▶ What is being asked: Upon reaching the line containing "of the television", output that line and all remaining lines exactly, through the end of the entries, and output nothing before it.

▶ Given records:
+--
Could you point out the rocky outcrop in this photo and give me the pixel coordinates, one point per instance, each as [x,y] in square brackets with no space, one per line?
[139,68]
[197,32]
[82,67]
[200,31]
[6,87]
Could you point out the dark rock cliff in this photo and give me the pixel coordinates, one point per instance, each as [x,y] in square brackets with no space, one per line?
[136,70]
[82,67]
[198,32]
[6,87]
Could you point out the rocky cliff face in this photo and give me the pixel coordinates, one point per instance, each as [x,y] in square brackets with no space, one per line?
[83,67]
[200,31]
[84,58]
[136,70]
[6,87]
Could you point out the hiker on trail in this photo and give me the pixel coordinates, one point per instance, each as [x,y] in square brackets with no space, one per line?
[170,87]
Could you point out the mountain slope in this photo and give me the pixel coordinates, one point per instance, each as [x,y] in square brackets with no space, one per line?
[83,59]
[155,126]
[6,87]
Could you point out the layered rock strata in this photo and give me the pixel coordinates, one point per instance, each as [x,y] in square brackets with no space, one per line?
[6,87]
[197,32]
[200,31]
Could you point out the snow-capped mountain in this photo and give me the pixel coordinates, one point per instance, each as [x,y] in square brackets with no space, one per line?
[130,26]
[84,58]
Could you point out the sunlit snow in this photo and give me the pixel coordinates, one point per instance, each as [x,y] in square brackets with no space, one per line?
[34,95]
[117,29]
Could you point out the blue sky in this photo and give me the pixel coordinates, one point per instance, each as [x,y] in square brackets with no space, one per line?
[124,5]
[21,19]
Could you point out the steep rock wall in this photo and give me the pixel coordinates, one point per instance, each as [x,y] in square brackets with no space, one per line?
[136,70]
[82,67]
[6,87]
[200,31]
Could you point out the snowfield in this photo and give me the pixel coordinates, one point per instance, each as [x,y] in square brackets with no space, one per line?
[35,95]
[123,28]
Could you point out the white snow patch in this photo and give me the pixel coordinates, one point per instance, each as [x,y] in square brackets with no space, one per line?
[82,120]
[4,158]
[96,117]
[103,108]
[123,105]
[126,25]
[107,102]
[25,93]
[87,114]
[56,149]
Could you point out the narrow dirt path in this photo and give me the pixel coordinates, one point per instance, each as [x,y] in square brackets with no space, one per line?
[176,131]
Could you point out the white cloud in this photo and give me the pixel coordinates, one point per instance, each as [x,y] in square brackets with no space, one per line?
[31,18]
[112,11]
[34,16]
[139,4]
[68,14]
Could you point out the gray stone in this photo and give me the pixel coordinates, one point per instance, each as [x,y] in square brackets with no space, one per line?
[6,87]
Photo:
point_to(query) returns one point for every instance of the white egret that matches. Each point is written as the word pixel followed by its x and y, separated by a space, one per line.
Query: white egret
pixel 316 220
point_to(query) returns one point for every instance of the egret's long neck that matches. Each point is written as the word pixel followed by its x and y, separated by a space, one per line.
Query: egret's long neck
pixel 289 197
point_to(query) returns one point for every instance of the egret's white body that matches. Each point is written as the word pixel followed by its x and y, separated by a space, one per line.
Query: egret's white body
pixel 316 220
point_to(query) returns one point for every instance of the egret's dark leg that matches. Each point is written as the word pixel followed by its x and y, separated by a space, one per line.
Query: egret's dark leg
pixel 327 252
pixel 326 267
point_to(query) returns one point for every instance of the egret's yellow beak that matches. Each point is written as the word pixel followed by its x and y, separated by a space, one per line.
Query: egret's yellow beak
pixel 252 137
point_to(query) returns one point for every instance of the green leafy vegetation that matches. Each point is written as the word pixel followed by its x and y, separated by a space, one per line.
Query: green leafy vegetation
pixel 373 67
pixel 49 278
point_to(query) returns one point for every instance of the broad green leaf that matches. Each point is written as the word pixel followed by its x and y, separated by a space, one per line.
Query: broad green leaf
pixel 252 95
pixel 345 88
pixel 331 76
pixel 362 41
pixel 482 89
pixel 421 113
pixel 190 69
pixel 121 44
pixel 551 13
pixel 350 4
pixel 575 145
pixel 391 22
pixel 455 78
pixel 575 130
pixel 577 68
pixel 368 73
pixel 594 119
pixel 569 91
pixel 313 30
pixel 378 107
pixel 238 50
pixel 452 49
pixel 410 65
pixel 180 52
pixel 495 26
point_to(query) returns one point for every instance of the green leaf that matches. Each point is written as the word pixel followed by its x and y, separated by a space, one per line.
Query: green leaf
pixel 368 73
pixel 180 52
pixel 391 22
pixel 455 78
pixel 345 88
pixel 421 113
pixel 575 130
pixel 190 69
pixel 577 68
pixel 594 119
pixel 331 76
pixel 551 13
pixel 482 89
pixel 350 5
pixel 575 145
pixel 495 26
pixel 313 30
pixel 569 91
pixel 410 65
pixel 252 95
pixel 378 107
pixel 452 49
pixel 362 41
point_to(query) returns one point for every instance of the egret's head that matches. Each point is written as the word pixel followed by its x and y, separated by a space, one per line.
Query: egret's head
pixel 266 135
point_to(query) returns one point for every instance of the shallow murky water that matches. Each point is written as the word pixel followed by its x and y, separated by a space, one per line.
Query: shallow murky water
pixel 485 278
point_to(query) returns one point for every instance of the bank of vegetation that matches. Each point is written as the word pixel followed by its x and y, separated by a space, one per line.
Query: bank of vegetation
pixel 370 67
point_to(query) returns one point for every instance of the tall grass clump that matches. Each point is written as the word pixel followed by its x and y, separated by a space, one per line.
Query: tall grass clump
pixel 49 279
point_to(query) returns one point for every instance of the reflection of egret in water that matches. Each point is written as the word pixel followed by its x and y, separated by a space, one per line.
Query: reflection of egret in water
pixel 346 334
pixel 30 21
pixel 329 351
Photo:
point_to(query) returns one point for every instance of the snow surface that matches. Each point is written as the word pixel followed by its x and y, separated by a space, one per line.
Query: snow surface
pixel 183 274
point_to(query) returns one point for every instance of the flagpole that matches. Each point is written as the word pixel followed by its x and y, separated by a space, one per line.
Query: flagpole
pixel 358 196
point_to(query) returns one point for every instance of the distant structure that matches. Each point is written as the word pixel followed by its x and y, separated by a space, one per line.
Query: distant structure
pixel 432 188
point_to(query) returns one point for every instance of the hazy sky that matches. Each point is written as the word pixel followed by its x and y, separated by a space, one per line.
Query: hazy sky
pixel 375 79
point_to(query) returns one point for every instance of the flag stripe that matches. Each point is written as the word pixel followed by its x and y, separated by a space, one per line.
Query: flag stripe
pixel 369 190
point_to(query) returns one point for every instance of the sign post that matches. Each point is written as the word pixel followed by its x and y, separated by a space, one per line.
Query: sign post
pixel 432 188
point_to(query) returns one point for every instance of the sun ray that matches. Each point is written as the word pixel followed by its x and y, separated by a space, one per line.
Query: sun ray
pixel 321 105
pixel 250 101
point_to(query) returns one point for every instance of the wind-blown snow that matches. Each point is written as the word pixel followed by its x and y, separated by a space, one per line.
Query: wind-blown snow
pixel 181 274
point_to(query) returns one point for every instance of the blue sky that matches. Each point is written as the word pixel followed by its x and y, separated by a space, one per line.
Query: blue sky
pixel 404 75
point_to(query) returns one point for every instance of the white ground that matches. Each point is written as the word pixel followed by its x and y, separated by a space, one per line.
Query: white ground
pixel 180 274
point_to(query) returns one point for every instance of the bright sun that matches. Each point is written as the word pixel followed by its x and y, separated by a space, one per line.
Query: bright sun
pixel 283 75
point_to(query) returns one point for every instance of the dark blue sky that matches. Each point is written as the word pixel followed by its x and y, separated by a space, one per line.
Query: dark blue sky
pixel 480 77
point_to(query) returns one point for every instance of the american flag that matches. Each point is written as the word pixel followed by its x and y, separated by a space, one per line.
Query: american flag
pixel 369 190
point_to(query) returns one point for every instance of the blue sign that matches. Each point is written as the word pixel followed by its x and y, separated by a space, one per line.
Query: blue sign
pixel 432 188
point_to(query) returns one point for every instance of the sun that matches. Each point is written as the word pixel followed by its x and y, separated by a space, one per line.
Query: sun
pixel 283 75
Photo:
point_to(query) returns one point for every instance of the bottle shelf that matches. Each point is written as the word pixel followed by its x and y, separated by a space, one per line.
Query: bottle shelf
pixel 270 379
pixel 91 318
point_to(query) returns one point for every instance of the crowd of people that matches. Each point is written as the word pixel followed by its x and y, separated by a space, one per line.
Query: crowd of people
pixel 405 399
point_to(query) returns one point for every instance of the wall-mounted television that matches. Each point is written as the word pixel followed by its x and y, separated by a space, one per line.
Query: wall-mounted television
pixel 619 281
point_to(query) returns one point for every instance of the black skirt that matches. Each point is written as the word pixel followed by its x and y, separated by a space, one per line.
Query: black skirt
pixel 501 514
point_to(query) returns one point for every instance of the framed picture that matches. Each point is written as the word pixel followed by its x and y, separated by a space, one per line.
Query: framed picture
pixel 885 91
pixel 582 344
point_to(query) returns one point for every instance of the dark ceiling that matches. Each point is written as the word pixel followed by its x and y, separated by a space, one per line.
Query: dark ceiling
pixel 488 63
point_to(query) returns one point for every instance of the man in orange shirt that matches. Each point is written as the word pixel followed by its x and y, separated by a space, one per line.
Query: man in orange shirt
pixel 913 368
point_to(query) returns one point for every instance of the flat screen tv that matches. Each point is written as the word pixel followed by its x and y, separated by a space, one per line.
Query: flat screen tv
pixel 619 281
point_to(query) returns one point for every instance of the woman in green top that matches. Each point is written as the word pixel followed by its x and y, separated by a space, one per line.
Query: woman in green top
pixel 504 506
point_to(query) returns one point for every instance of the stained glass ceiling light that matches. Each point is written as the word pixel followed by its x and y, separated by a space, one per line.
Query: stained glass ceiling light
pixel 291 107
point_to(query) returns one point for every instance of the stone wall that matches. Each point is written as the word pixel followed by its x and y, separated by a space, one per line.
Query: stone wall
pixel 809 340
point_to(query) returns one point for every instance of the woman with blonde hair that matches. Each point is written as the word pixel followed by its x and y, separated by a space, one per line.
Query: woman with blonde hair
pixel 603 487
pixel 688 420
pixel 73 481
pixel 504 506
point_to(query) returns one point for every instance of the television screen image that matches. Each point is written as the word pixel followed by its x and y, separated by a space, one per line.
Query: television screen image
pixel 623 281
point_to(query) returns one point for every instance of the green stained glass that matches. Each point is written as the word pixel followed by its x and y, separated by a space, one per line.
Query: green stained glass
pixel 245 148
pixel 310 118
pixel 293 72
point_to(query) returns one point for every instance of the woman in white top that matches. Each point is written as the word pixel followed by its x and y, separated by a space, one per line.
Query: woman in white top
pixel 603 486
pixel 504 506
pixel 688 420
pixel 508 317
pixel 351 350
+--
▶ Solution for this exercise:
point_to(query) returns one point for every instance of the television screen image that matches. Each point is written as the word pixel followed by its x and y, separated by a space, one per line.
Query: television screen image
pixel 623 281
point_to(query) returns one point for every instance of the green stained glass that matches. Each point is written as the word pixel followed by its x and y, separated by a space, one per line.
Query: green stained glass
pixel 245 148
pixel 310 118
pixel 293 72
point_to(query) returns one point for every instance of the woman in white top that matches. Each point is written as the word pixel followed by its x and y, separated by a space, one per line.
Query: woman in white top
pixel 603 486
pixel 504 506
pixel 688 420
pixel 508 317
pixel 351 350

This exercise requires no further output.